Write out every entry below word for word, with no changes.

Entries from a data source:
◆ ◆ ◆ ◆ ◆
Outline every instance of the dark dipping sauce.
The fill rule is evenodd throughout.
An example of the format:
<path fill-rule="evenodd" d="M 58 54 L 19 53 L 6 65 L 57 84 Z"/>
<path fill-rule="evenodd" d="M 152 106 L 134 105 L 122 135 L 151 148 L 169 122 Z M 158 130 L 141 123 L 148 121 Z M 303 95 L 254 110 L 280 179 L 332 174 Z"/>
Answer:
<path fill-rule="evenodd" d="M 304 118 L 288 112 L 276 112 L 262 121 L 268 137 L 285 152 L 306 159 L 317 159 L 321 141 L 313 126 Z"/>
◆ ◆ ◆ ◆ ◆
- Result of this exercise:
Outline every instance of the dark dipping sauce.
The fill rule is evenodd throughout.
An example of the format:
<path fill-rule="evenodd" d="M 58 54 L 19 53 L 6 65 L 57 84 Z"/>
<path fill-rule="evenodd" d="M 152 106 L 134 105 L 122 135 L 151 148 L 169 122 Z M 158 130 L 141 123 L 148 121 Z M 303 95 L 254 110 L 280 179 L 332 174 Z"/>
Answer:
<path fill-rule="evenodd" d="M 304 118 L 288 112 L 276 112 L 262 121 L 268 137 L 285 152 L 306 159 L 317 159 L 321 141 L 313 126 Z"/>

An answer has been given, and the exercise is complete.